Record
········

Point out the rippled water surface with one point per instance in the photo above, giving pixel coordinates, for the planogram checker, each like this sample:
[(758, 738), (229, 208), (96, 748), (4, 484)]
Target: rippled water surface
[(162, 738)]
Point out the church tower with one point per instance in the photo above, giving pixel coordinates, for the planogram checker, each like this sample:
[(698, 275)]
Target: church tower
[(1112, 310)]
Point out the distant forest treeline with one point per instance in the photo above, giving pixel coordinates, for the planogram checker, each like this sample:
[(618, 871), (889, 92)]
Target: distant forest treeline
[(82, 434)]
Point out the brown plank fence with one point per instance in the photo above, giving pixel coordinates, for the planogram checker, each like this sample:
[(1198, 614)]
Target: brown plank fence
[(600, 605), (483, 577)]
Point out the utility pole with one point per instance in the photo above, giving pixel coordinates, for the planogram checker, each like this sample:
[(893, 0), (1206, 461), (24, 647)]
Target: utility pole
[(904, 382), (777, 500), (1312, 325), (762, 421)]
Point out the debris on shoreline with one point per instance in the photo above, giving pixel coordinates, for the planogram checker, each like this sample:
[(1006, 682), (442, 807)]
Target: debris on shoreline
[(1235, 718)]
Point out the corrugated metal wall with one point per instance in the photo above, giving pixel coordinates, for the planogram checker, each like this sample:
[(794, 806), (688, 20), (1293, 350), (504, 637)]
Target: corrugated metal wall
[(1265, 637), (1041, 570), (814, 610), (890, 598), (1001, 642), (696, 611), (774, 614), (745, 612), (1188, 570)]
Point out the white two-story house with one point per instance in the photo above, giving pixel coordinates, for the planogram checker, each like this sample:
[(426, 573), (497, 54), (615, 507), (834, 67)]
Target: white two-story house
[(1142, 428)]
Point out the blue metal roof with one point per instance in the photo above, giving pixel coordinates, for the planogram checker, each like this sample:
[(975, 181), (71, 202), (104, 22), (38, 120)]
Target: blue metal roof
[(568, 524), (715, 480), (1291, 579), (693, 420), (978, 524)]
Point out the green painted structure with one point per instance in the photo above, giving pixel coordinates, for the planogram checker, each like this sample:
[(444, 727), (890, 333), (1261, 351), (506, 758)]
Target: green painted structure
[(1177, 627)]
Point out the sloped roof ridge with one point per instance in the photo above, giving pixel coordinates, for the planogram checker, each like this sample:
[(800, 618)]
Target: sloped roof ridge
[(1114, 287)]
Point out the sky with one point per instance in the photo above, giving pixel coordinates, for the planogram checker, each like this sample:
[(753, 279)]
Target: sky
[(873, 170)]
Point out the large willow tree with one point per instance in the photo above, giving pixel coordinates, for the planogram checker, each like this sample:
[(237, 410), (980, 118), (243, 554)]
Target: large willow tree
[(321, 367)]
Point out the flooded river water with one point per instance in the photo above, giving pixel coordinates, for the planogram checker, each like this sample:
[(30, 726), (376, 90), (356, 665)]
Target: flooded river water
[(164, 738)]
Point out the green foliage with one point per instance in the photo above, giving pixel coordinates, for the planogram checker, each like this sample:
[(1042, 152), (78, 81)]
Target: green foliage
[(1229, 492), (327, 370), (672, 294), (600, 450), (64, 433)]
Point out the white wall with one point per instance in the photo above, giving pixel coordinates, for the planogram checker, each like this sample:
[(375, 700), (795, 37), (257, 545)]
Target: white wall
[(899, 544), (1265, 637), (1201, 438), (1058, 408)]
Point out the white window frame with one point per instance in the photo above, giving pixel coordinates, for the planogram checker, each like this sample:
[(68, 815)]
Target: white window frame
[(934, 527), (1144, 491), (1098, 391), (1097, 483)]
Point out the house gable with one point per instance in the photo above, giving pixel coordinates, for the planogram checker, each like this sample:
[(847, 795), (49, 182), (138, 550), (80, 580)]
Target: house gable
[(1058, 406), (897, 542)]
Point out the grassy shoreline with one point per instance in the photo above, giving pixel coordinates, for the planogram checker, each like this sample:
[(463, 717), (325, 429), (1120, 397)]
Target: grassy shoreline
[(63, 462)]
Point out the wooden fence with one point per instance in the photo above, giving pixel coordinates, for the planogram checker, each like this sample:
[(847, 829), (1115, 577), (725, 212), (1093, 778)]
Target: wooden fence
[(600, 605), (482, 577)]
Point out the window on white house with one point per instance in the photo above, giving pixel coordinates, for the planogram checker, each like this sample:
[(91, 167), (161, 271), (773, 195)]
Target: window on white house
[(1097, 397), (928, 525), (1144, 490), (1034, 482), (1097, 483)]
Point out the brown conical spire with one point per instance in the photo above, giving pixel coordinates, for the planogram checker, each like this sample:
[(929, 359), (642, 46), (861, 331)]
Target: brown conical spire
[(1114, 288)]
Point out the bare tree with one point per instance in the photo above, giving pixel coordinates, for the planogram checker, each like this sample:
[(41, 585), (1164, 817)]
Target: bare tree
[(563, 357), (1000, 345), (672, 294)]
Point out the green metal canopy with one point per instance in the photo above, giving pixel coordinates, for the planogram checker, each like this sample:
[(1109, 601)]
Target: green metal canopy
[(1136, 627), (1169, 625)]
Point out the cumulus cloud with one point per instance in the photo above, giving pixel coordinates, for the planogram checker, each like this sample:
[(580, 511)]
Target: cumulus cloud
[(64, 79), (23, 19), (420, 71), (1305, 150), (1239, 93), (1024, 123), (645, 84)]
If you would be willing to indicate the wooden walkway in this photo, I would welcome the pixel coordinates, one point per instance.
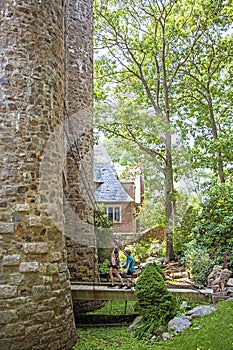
(102, 292)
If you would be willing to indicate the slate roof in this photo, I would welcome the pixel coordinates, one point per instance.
(110, 188)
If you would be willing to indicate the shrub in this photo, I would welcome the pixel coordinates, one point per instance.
(199, 263)
(156, 303)
(213, 231)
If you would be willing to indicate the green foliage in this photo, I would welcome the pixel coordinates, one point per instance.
(215, 223)
(202, 335)
(146, 248)
(156, 303)
(199, 263)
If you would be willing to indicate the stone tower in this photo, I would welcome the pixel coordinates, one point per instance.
(38, 54)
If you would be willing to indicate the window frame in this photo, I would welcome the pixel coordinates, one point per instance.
(116, 213)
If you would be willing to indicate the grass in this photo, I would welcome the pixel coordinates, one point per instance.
(211, 332)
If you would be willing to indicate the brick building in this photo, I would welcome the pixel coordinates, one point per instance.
(119, 197)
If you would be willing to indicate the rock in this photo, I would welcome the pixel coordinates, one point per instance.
(201, 310)
(178, 324)
(135, 323)
(166, 336)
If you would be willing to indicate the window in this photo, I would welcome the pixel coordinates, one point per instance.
(113, 213)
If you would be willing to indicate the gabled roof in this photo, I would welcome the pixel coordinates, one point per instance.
(110, 188)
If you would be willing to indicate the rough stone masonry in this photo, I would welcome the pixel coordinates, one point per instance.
(46, 106)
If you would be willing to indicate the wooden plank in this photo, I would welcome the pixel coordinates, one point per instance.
(101, 293)
(88, 292)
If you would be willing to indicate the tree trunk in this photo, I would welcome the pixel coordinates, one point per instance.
(215, 136)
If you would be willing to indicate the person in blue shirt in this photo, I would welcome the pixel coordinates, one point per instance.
(129, 267)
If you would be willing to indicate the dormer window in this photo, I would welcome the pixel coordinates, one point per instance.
(113, 213)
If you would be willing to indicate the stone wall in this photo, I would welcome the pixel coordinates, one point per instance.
(79, 200)
(35, 300)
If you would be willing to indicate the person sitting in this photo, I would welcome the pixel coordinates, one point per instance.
(114, 266)
(129, 266)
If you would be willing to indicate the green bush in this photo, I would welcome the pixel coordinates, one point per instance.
(213, 231)
(146, 248)
(156, 303)
(198, 262)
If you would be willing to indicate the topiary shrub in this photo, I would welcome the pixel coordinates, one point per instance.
(156, 303)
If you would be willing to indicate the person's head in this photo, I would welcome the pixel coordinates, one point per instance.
(128, 252)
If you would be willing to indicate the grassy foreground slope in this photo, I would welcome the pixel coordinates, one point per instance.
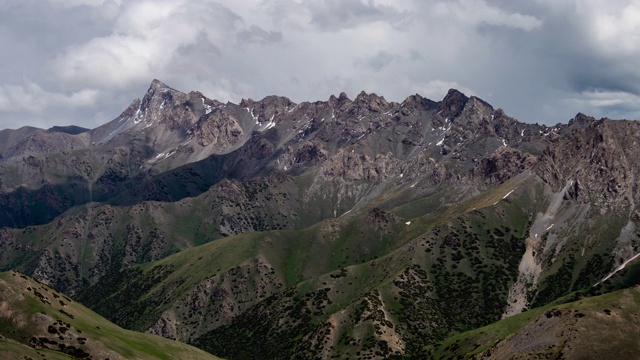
(39, 322)
(605, 326)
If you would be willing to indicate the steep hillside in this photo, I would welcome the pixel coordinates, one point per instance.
(39, 322)
(598, 327)
(342, 228)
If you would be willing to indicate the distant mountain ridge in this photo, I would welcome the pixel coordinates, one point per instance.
(352, 228)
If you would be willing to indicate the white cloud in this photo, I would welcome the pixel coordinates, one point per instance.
(540, 60)
(478, 12)
(34, 100)
(145, 40)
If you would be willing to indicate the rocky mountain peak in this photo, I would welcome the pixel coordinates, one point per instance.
(581, 120)
(371, 101)
(158, 85)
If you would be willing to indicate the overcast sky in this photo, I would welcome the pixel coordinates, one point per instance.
(82, 62)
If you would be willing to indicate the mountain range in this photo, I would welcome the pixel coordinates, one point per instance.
(333, 229)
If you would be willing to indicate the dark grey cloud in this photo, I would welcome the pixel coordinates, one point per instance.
(84, 61)
(256, 34)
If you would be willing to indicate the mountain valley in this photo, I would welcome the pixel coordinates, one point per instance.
(331, 229)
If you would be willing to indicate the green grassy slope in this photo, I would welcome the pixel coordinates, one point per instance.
(39, 322)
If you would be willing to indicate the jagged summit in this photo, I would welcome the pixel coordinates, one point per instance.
(327, 229)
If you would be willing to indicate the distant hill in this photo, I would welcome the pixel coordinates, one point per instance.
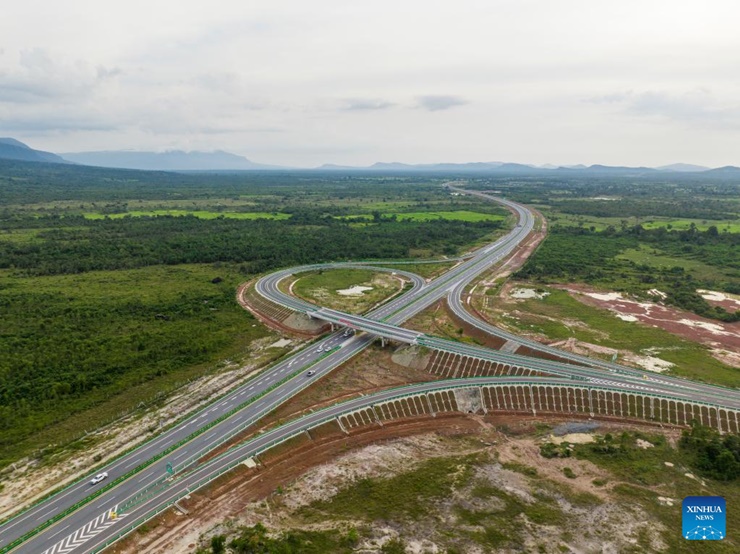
(728, 170)
(397, 166)
(174, 160)
(686, 168)
(11, 149)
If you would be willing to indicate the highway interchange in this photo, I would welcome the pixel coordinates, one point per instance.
(148, 490)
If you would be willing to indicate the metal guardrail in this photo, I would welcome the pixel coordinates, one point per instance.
(473, 383)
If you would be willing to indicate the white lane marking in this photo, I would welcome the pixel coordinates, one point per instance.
(85, 533)
(55, 534)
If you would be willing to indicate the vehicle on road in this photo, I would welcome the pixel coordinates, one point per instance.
(98, 478)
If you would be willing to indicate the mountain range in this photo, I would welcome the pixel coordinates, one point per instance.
(178, 160)
(11, 149)
(173, 160)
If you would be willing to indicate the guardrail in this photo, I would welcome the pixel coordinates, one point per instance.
(436, 387)
(155, 458)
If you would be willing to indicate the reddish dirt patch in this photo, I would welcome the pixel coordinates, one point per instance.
(684, 324)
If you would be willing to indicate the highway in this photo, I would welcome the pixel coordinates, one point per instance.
(398, 310)
(210, 427)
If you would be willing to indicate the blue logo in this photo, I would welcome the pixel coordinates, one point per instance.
(704, 518)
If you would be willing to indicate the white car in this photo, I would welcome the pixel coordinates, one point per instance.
(98, 478)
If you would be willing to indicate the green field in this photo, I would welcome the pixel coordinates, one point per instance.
(459, 215)
(553, 317)
(321, 288)
(201, 214)
(78, 350)
(647, 255)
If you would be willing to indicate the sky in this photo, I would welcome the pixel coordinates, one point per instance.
(302, 83)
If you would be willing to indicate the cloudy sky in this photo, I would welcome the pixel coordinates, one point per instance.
(296, 82)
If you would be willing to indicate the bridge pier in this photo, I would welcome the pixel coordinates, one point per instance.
(341, 426)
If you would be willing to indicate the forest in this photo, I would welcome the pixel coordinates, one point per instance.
(102, 315)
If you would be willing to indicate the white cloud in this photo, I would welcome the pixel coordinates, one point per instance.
(297, 82)
(435, 103)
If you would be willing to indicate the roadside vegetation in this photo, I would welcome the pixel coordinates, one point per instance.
(334, 288)
(598, 258)
(117, 286)
(559, 316)
(625, 489)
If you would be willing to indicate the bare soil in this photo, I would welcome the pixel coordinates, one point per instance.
(715, 334)
(317, 469)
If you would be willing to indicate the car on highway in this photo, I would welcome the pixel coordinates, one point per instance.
(98, 478)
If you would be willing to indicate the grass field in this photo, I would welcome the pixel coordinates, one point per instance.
(88, 347)
(202, 214)
(556, 217)
(458, 215)
(554, 316)
(644, 476)
(648, 255)
(321, 288)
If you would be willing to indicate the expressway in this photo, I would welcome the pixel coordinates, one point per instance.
(187, 442)
(144, 469)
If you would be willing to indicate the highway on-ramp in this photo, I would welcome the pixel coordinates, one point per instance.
(150, 488)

········

## DA FARE
Riporta per favore, identiche, le righe del materiale partendo dall'inizio e proseguendo fino alla riga che contiene "[(162, 738)]", quest'ultima compresa.

## RISPOSTA ALL'ESERCIZIO
Point out the rippled water surface with one point per instance in the photo above, giving pixel coordinates, for the planogram checker, each like this sample:
[(758, 738), (229, 208), (96, 748), (4, 484)]
Target: rippled water surface
[(162, 738)]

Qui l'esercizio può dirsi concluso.